*TASK OBJECTIVE*
Output the data below exactly as it is, dropping the pictures from your copy.

[Point localization data]

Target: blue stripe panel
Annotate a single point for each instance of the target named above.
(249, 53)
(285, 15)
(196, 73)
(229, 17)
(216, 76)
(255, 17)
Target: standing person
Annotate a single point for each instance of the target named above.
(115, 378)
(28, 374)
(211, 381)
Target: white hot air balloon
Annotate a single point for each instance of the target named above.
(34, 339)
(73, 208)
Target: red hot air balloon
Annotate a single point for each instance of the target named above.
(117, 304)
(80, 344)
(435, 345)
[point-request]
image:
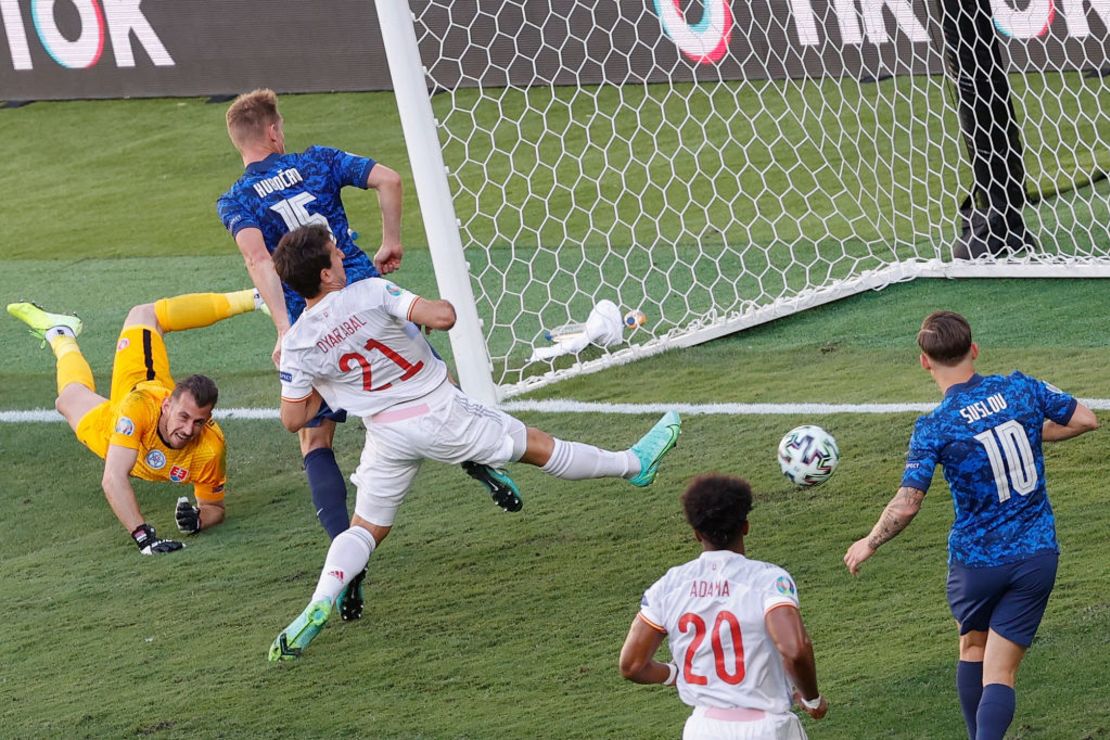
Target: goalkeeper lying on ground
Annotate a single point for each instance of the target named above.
(149, 427)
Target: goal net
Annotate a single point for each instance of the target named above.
(716, 164)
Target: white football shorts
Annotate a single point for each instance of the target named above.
(445, 426)
(709, 723)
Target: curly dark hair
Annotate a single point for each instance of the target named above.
(301, 255)
(717, 506)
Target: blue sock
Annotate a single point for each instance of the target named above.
(969, 688)
(996, 711)
(329, 490)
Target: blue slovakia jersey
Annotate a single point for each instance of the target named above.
(987, 435)
(286, 191)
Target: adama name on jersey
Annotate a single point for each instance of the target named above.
(335, 336)
(982, 408)
(280, 181)
(700, 589)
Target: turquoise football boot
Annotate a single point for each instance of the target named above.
(652, 447)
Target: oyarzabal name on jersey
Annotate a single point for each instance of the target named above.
(334, 337)
(280, 181)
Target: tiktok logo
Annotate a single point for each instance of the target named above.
(1029, 23)
(119, 20)
(706, 42)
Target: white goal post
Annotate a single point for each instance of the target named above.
(718, 164)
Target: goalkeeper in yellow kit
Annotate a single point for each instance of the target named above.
(149, 427)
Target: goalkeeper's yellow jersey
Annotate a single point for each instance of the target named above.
(132, 423)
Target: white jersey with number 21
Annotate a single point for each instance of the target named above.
(712, 610)
(359, 350)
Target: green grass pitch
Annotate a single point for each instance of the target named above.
(478, 624)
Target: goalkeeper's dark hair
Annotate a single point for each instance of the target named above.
(300, 256)
(201, 387)
(945, 337)
(717, 506)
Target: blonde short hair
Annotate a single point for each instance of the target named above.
(250, 114)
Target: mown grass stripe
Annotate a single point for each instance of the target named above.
(569, 406)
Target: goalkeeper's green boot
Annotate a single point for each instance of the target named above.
(651, 448)
(292, 640)
(502, 488)
(39, 322)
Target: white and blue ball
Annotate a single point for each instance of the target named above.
(635, 318)
(808, 455)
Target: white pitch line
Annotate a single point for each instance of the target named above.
(564, 406)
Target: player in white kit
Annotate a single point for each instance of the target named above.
(733, 626)
(351, 348)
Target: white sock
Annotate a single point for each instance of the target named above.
(573, 460)
(346, 557)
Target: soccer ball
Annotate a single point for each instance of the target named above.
(635, 318)
(808, 455)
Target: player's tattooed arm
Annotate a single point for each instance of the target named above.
(896, 516)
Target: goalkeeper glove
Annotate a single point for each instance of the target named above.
(188, 516)
(149, 543)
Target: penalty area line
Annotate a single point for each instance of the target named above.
(566, 406)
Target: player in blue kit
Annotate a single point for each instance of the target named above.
(987, 434)
(279, 192)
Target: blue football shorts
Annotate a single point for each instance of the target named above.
(1009, 599)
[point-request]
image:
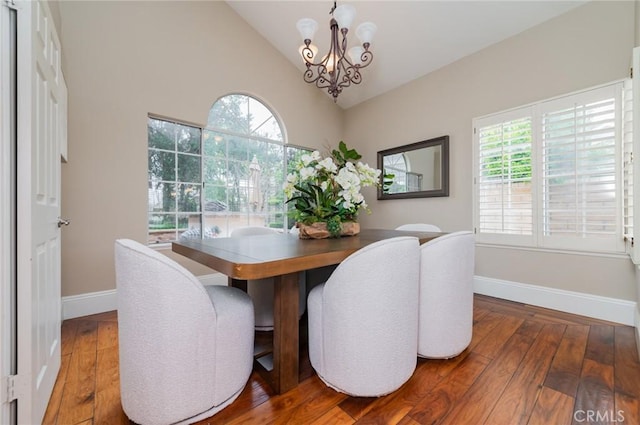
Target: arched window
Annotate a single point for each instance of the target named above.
(243, 165)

*REPLY TO THE EXERCISE*
Target: blue stripe panel
Annotate a single point for each instance of the target named above.
(249, 53)
(285, 15)
(196, 73)
(229, 17)
(216, 76)
(255, 17)
Target: standing person
Annotate a single point for each instance of the target named above.
(115, 378)
(28, 374)
(211, 381)
Target: white hot air balloon
Annotate a single point for each instance of the target named above.
(34, 339)
(73, 208)
Target: red hot air balloon
Annotate a single point for each instance of the target named above.
(117, 304)
(80, 344)
(435, 345)
[point-request]
image:
Target: goalkeeper lying on ground
Annotate a single point for each instance of the target named above.
(149, 427)
Target: goal net
Annotate a single point for each instance of the target named above.
(716, 164)
Target: white football shorts
Annotate a single point for each instance of the target named above.
(445, 426)
(709, 723)
Target: curly dark hair
Annotate a single point for each instance of the target named above.
(301, 255)
(717, 506)
Target: blue sock
Annotate a single point for each instance of the target named above.
(969, 688)
(996, 711)
(329, 490)
Target: blue slovakia jersey
Annotate a single point for each instance of the target named above.
(987, 435)
(286, 191)
Target: adama name on jersey
Annotate a single point for each instance of the target named above.
(335, 336)
(982, 408)
(280, 181)
(700, 589)
Target: turquoise football boot
Annotate a single point for each instance of the target named above.
(652, 447)
Target: oyarzabal name on jersey
Annotate a single point for each instance of the target named above.
(334, 337)
(280, 181)
Target: tiktok logo
Annotate a single point for each instance of the target named above.
(1029, 23)
(119, 20)
(706, 42)
Target: white goal post
Annotate a single point for each instance of the target named above.
(718, 164)
Target: goalkeeper in yellow kit
Annotate a single point for each instance of the target named above.
(149, 427)
Target: goalkeeper's yellow jersey
Annotate a single point for each instance of the target named above.
(132, 423)
Target: white jersey with number 21
Annotate a single point for each instance of the target named above.
(712, 610)
(359, 350)
Target: green grass pitch
Annotate a single point for each instance of the target named above.
(478, 624)
Target: goalkeeper's dark hair
Annotate a single point for each instance of the target named above.
(300, 256)
(201, 387)
(945, 337)
(717, 506)
Target: blonde short hair
Annotate a single point for each instance of the target named above.
(250, 114)
Target: mown grass stripe
Annotate a single point for each instance of the target named above.
(569, 406)
Target: goalkeeper's green boot
Annotate a single point for each instance of the target named above.
(651, 448)
(292, 640)
(502, 488)
(39, 322)
Target: white and blue ball
Annotate a single point for each instance of the target named above.
(635, 318)
(808, 455)
Target: white pitch line
Annotate a single point for each instance of the target named above.
(564, 406)
Target: player in white kit
Annotate a single point for each instance of the target named above.
(733, 626)
(351, 348)
Target: white sock
Annotate a single point for each instance of the target named above.
(573, 460)
(346, 557)
Target: soccer ball
Annotate a single point for each instance of the target named above.
(635, 318)
(808, 455)
Target: player's tattooed arm
Annotate a single point for each instance of the target named above.
(896, 516)
Target: goalkeeper glove
Annotate a single point for each instance of the target named above.
(188, 516)
(149, 543)
Target: penalty area line
Annotate a single point for each instance of the target named above.
(566, 406)
Target: player in blue kit
Annotate a single point for each instance of the target named above.
(987, 434)
(279, 192)
Target: blue football shorts
Annotate a single point for each instance of the target named above.
(1009, 599)
[point-request]
image:
Target: arched window
Annotate a single point for each instance of the target named above.
(243, 165)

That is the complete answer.